Task instructions ->
Copy only this range: the line with "Would you mind annotating the textured" through the final line of the material, inclusive at both ends.

Data entries

----------

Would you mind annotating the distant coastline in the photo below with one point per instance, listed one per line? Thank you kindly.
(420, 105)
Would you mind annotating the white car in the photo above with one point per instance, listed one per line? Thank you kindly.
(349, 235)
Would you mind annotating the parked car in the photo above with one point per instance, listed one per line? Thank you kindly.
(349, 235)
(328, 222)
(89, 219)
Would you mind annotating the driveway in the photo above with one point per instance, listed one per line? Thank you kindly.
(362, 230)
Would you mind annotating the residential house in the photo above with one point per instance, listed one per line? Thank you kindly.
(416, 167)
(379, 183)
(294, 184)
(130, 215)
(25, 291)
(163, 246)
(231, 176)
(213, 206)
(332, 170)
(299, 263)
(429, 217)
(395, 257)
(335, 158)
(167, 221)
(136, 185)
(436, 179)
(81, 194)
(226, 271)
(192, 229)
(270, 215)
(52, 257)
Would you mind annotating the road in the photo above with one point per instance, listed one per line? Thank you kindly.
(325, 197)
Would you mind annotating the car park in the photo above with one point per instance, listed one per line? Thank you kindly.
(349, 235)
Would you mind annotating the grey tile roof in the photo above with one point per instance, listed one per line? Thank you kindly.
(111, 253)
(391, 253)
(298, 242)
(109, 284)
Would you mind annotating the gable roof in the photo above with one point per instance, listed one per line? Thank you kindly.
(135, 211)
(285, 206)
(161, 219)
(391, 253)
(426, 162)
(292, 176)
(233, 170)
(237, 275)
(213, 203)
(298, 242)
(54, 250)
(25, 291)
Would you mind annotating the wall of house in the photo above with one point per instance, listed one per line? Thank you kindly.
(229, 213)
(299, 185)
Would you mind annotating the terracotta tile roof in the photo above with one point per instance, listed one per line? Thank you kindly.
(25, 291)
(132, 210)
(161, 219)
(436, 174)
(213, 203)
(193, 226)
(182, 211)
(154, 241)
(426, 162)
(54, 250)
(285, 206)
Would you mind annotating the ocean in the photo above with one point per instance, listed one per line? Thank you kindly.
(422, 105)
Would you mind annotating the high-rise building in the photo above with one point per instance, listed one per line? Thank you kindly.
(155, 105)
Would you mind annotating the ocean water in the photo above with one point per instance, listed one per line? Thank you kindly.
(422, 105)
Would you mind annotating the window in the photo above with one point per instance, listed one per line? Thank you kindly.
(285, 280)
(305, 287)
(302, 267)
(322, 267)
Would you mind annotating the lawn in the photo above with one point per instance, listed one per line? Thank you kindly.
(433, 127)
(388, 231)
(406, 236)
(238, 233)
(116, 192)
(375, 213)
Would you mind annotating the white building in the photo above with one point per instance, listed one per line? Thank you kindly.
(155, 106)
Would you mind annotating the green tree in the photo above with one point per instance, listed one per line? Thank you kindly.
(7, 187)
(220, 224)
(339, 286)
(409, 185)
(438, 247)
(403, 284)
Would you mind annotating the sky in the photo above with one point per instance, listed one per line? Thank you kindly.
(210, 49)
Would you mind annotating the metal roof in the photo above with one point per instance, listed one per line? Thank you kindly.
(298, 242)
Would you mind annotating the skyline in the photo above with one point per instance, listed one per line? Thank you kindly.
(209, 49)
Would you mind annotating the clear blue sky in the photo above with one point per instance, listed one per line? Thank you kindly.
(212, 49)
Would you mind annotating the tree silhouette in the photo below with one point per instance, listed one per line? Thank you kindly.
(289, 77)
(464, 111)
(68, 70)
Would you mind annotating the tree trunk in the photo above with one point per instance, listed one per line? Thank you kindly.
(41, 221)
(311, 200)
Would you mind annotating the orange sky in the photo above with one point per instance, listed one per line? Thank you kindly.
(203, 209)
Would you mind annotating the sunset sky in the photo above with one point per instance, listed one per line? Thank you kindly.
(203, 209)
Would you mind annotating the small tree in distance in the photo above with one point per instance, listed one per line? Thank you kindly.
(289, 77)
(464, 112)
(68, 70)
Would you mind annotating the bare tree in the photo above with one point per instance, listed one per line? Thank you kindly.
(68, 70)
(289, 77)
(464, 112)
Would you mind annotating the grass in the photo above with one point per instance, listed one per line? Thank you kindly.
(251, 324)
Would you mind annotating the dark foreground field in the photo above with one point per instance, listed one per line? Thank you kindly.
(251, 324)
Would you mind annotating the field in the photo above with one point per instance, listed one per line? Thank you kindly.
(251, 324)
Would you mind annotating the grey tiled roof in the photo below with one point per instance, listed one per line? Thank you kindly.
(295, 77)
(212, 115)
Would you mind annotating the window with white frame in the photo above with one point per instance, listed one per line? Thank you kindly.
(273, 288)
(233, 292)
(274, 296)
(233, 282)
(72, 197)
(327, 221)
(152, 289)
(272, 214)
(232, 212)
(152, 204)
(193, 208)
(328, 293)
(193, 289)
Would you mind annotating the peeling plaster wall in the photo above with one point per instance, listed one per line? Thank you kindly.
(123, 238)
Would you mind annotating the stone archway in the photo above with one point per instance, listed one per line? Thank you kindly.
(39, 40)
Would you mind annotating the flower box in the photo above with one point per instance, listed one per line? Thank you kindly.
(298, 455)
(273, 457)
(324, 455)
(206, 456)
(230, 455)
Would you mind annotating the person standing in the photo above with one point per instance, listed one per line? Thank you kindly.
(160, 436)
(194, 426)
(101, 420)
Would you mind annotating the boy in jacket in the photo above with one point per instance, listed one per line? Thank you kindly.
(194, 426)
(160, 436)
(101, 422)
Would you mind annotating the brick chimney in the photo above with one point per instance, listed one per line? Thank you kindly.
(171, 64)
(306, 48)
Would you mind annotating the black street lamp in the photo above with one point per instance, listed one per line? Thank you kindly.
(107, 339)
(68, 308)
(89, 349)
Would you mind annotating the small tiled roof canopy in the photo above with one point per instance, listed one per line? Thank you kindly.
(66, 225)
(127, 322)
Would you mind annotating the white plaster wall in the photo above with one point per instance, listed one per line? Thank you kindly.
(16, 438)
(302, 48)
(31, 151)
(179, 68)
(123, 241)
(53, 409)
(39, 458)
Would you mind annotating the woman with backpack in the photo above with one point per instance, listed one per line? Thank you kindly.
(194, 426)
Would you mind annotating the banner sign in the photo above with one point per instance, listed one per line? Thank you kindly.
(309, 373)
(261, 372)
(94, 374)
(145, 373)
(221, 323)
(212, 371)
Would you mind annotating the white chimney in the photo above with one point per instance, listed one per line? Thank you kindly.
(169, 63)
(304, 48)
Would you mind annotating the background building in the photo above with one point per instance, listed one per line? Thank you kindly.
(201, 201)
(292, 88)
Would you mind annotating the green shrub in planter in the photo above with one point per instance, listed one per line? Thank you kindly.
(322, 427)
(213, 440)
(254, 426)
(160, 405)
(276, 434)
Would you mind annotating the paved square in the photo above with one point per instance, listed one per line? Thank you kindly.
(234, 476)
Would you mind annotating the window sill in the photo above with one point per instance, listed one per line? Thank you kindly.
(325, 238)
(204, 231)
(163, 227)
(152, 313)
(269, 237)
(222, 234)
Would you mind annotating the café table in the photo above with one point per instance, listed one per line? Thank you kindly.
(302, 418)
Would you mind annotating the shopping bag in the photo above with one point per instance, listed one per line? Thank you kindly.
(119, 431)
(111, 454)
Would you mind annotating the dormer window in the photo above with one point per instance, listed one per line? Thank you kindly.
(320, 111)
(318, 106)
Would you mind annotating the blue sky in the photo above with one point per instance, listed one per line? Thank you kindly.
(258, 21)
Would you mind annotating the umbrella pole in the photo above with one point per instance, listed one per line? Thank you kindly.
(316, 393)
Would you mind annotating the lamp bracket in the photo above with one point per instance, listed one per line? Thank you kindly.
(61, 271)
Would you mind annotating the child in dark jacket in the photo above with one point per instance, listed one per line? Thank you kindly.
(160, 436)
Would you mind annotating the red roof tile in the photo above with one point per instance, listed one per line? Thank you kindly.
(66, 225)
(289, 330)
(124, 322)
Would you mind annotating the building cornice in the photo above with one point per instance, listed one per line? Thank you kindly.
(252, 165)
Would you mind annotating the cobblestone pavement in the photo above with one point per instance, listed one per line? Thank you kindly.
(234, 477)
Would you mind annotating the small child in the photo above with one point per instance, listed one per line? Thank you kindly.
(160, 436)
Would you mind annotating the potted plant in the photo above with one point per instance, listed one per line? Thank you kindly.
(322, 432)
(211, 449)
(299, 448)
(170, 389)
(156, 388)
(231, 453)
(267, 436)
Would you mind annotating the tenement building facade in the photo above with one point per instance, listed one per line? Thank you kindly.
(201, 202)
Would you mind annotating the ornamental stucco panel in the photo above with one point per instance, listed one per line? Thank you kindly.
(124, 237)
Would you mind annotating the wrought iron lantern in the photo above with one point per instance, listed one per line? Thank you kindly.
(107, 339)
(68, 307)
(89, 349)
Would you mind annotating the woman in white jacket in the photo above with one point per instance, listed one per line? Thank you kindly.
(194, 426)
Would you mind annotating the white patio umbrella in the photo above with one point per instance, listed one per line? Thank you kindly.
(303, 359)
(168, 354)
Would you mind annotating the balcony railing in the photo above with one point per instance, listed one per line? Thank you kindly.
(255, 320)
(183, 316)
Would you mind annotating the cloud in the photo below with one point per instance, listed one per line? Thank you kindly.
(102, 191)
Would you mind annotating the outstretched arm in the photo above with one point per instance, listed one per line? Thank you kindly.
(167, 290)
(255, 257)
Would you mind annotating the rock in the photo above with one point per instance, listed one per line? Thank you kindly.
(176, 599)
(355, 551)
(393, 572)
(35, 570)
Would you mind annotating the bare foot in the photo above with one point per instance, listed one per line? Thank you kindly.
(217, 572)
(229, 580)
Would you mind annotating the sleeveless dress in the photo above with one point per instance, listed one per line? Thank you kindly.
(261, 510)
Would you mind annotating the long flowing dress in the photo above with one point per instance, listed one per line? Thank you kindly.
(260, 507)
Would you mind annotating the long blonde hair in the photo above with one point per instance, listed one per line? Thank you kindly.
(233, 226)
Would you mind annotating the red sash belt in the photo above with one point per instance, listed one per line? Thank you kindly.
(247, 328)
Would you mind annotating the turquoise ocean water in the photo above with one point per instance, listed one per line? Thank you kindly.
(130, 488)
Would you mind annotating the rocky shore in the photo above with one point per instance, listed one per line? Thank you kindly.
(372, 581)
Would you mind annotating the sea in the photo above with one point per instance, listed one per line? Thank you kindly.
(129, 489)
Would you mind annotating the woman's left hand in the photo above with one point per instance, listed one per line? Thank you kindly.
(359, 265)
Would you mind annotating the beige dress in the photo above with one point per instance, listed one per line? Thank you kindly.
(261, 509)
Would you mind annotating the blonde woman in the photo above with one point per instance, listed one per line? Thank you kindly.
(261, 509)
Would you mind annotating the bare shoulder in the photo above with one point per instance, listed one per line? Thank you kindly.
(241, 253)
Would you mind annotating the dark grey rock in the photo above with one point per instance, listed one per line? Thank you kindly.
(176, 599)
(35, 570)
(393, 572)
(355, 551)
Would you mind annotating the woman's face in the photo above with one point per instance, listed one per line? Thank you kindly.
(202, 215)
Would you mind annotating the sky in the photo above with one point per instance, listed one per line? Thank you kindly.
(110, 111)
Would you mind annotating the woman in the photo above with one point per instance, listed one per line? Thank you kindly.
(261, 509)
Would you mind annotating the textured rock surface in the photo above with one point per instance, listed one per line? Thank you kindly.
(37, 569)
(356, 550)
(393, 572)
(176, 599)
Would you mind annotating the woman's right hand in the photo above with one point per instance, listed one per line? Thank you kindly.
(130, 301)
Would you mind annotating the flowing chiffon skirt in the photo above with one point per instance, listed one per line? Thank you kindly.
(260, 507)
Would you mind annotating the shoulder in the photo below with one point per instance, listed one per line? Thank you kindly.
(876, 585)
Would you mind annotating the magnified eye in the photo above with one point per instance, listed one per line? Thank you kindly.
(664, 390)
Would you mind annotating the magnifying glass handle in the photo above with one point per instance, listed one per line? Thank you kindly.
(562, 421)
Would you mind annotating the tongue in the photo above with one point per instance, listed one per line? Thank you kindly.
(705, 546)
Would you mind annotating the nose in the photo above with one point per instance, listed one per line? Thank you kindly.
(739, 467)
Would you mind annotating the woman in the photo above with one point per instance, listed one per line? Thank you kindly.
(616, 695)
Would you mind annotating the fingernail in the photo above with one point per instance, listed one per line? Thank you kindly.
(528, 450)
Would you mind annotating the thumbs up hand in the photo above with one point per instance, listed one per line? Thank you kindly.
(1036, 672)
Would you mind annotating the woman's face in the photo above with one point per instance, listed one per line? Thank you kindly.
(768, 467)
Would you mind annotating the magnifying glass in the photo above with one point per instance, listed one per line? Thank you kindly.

----------

Expected answer ->
Would you mind annotating the textured rock surface in the photo above with one point per instance, listed one per line? Thank you kindly.
(37, 569)
(356, 550)
(393, 572)
(176, 599)
Would you mind annotating the woman's right hand in the photo above with one point per instance, listed one per line? Thank you kindly.
(130, 301)
Would you mind annotating the flowing chiffon skirt in the photo above with one point per instance, listed one per line? Thank you kindly.
(260, 507)
Would you mind annotating the shoulder in the photo below with one point per instance, listed one per line? Thank you kindly.
(876, 585)
Would you mind annotating the magnified eye in the photo above with one point per instance, listed one per line? Thank you kindly.
(664, 390)
Would you mind annotating the magnifying glass handle in the photo above with one point per instance, listed one per line? Thank you kindly.
(562, 421)
Would you mind annotating the tongue in the photo above with one point per instance, listed one per line? Thank you kindly.
(705, 546)
Would you mind annotating the nose in the photo above with one point per instance, listed one per line? Thank you kindly.
(739, 467)
Would you mind annotating the woman in the photo above with one point per instance, listed one per line? Thank you kindly.
(616, 695)
Would you mind annotating the fingernail in the photo above with one point per instance, listed one per line? Thank you kindly.
(528, 450)
Would you mind annotating the thumbs up hand in the photo above with one point per instance, listed one per line? Thank you kindly.
(1036, 672)
Would you mind annotating the woman's face in the photo above with one point per instance, listed one per line? Thank you kindly.
(768, 467)
Would you mind annotating the magnifying glass in the photo above with one point per instance, listed one per line? Thank you kindly.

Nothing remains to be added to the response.